* start *

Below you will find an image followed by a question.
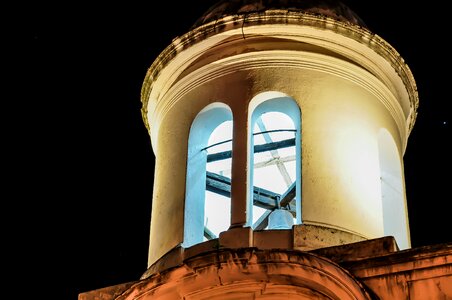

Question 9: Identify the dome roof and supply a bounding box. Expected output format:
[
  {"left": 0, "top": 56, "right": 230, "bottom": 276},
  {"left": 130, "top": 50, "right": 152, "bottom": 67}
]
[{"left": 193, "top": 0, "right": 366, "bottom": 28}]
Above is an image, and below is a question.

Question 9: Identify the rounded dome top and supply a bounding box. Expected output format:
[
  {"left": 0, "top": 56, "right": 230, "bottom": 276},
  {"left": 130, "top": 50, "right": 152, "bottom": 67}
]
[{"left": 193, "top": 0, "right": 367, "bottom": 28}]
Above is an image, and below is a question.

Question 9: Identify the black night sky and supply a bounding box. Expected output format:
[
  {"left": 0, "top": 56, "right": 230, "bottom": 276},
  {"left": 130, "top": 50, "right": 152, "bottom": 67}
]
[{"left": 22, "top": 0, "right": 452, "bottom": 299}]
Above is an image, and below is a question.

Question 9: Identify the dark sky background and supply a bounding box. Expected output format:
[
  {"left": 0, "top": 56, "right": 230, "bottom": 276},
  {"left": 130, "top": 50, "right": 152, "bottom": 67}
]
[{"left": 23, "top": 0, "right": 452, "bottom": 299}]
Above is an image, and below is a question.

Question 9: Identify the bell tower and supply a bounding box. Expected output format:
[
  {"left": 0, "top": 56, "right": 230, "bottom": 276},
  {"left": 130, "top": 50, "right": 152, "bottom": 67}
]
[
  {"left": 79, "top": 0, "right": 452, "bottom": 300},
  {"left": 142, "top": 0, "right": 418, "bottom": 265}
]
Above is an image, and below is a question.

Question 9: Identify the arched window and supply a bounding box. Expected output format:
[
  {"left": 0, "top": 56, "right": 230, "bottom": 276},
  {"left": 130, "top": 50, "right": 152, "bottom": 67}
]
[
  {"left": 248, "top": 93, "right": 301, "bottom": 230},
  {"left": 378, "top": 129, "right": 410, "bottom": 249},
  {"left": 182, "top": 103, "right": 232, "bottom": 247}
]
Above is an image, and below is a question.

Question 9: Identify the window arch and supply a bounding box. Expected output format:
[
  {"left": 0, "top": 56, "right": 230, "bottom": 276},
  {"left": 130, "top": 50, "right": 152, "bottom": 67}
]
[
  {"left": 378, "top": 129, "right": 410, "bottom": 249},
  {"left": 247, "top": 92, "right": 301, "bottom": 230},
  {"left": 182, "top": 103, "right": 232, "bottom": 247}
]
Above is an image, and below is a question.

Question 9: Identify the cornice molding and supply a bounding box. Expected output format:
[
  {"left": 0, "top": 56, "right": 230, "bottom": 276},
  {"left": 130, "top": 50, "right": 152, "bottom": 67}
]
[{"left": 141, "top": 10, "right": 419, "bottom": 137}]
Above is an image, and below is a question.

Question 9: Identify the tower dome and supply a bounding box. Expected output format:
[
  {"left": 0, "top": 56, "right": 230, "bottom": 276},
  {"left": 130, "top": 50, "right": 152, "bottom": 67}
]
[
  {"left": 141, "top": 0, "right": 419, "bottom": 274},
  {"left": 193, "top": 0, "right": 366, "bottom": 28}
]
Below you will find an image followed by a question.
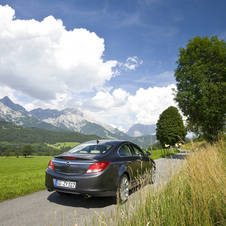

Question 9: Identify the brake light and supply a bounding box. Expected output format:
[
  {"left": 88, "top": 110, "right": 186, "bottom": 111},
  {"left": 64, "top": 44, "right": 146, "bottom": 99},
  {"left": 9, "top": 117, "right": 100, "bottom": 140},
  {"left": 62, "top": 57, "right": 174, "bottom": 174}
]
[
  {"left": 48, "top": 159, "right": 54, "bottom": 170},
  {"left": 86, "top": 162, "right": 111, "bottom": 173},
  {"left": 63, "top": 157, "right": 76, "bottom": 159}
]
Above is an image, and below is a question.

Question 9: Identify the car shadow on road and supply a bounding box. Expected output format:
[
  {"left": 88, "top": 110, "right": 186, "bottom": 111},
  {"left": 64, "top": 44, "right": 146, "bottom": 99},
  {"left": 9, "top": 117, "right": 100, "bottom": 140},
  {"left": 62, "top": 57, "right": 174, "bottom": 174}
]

* end *

WHAT IS ASKED
Every entry above needs to be retyped exactly; drop the pictures.

RIGHT ANSWER
Below you will find an image followed by a question.

Question 9: Identify the dome roof and supply a bounding box. Expected output format:
[
  {"left": 0, "top": 56, "right": 230, "bottom": 276},
  {"left": 130, "top": 50, "right": 152, "bottom": 67}
]
[{"left": 193, "top": 0, "right": 366, "bottom": 28}]
Above is an image, and below is a question.

Question 9: Identify the rounded dome top and supply a bounding box. Expected output format:
[
  {"left": 0, "top": 56, "right": 230, "bottom": 276},
  {"left": 130, "top": 50, "right": 152, "bottom": 67}
]
[{"left": 193, "top": 0, "right": 367, "bottom": 28}]
Above is an image, and below is a question.

Question 9: Identify the black night sky and supply a bounding box. Expected output format:
[
  {"left": 0, "top": 56, "right": 230, "bottom": 276},
  {"left": 130, "top": 50, "right": 152, "bottom": 67}
]
[{"left": 22, "top": 0, "right": 452, "bottom": 299}]
Above is an image, and below is a question.

Question 9: Identify the dark sky background and supply a bounding box. Expected output format:
[
  {"left": 0, "top": 56, "right": 230, "bottom": 276},
  {"left": 130, "top": 50, "right": 152, "bottom": 67}
]
[{"left": 23, "top": 0, "right": 452, "bottom": 299}]
Above is an image, and below is a question.

Question 9: Identify the bell tower and supply a bounding box. Expected output format:
[
  {"left": 0, "top": 56, "right": 230, "bottom": 276},
  {"left": 130, "top": 50, "right": 152, "bottom": 67}
]
[
  {"left": 79, "top": 0, "right": 452, "bottom": 300},
  {"left": 142, "top": 0, "right": 418, "bottom": 265}
]
Above is an image, and below is a question.

Question 9: Identify the arched window and supply a bounding box. Expected output format:
[
  {"left": 0, "top": 56, "right": 230, "bottom": 276},
  {"left": 130, "top": 50, "right": 152, "bottom": 67}
]
[
  {"left": 248, "top": 93, "right": 301, "bottom": 230},
  {"left": 378, "top": 129, "right": 410, "bottom": 249},
  {"left": 182, "top": 103, "right": 232, "bottom": 247}
]
Above is an image, and below is a question.

Question 9: Identify the window arch and supply a bounding box. Expected output format:
[
  {"left": 0, "top": 56, "right": 230, "bottom": 276},
  {"left": 130, "top": 50, "right": 152, "bottom": 67}
]
[
  {"left": 378, "top": 129, "right": 410, "bottom": 249},
  {"left": 247, "top": 92, "right": 301, "bottom": 230},
  {"left": 182, "top": 103, "right": 232, "bottom": 247}
]
Above is an image, and below is a question.

Question 9: Identify the cornice molding and supply a bounding box. Expected output format:
[
  {"left": 0, "top": 56, "right": 230, "bottom": 276},
  {"left": 130, "top": 50, "right": 152, "bottom": 67}
]
[{"left": 141, "top": 10, "right": 419, "bottom": 137}]
Above is an image, and below is a question.

Question 9: Identify the tower dome and supply a bounding box. Expected output format:
[
  {"left": 0, "top": 56, "right": 230, "bottom": 276},
  {"left": 130, "top": 50, "right": 152, "bottom": 67}
]
[
  {"left": 141, "top": 0, "right": 419, "bottom": 274},
  {"left": 193, "top": 0, "right": 366, "bottom": 28}
]
Below you will find an image followed by a question.

Question 9: Identify the brake light and supply a bounding box. Expected output format:
[
  {"left": 88, "top": 110, "right": 186, "bottom": 111},
  {"left": 64, "top": 44, "right": 146, "bottom": 99},
  {"left": 9, "top": 117, "right": 100, "bottom": 140},
  {"left": 62, "top": 57, "right": 174, "bottom": 174}
]
[
  {"left": 48, "top": 159, "right": 54, "bottom": 170},
  {"left": 86, "top": 162, "right": 111, "bottom": 173},
  {"left": 63, "top": 157, "right": 76, "bottom": 159}
]
Above is an image, and below is a question.

Question 9: Identify the car shadow on road and supply a bounding box. Expected output format:
[
  {"left": 88, "top": 110, "right": 186, "bottom": 111},
  {"left": 64, "top": 44, "right": 146, "bottom": 99},
  {"left": 9, "top": 117, "right": 100, "bottom": 140},
  {"left": 62, "top": 57, "right": 174, "bottom": 174}
]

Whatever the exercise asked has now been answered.